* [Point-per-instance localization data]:

--------------------------------------------------

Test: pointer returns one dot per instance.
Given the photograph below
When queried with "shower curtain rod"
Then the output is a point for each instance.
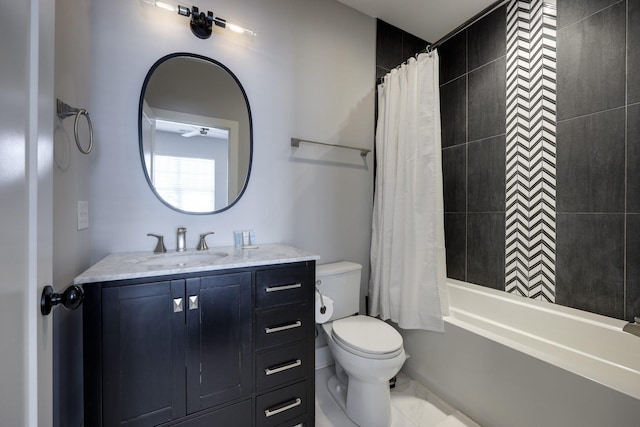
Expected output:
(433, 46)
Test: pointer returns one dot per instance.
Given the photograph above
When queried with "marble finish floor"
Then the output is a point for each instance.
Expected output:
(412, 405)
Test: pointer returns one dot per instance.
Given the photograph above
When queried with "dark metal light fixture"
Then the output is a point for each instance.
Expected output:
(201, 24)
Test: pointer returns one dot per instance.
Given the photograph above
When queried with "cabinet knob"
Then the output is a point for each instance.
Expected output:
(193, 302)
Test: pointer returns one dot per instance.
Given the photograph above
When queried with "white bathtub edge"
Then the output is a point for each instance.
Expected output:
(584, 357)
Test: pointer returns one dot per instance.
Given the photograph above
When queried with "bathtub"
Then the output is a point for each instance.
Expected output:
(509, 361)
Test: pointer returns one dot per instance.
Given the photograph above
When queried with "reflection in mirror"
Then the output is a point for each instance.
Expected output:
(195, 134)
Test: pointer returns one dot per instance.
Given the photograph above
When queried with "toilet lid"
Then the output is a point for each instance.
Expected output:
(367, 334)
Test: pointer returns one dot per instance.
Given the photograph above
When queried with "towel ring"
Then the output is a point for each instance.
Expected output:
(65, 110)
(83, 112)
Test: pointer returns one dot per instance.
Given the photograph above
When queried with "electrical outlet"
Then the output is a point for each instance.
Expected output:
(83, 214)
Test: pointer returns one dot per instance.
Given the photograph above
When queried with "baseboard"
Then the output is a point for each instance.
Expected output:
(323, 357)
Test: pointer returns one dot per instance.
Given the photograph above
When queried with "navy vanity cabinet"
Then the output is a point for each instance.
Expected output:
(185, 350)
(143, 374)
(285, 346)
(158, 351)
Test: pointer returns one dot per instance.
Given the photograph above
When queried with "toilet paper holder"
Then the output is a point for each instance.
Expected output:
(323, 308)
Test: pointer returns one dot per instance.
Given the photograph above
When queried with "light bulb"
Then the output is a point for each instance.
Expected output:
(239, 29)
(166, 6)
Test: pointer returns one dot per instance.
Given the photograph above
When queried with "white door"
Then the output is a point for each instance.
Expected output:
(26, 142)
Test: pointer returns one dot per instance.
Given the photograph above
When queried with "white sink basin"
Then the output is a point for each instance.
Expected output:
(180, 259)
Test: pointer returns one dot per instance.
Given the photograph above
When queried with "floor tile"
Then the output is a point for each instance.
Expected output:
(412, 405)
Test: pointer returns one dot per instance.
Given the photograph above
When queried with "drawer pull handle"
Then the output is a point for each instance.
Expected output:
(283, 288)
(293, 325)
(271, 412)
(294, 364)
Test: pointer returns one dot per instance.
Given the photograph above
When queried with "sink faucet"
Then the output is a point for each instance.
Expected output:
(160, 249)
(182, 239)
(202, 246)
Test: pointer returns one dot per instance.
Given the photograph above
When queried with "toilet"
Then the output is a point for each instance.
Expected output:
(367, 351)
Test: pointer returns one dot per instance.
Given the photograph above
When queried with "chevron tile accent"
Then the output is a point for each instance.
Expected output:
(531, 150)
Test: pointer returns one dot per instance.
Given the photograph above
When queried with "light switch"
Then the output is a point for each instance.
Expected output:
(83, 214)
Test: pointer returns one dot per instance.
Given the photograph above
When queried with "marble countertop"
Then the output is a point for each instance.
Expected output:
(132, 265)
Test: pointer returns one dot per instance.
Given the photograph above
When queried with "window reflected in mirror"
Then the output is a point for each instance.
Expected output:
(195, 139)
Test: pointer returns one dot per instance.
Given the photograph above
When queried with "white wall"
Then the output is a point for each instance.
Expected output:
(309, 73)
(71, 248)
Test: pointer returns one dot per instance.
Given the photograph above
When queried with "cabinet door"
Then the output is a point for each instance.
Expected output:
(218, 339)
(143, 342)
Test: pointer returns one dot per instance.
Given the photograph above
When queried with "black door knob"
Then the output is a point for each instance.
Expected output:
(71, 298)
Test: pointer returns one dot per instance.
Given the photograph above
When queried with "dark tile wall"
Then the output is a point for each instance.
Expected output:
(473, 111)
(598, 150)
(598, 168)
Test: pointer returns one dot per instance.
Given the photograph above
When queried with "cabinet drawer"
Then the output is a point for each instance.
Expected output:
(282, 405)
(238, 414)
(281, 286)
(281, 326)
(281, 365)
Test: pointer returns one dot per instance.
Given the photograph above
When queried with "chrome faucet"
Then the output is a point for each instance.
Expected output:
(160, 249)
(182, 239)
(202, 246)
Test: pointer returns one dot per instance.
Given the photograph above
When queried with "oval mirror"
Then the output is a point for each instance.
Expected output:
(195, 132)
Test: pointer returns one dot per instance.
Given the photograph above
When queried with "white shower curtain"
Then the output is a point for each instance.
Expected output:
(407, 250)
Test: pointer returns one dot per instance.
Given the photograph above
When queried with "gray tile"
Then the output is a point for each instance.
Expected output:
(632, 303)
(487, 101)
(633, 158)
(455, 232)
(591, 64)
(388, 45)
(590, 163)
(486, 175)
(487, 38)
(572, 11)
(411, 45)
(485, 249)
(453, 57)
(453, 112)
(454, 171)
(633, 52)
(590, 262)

--------------------------------------------------

* [Task statement]: Among the lines above, find those holding "marble" and copy each one.

* [Solution for this task]:
When queried with "marble finish floor"
When queried with "marble countertop"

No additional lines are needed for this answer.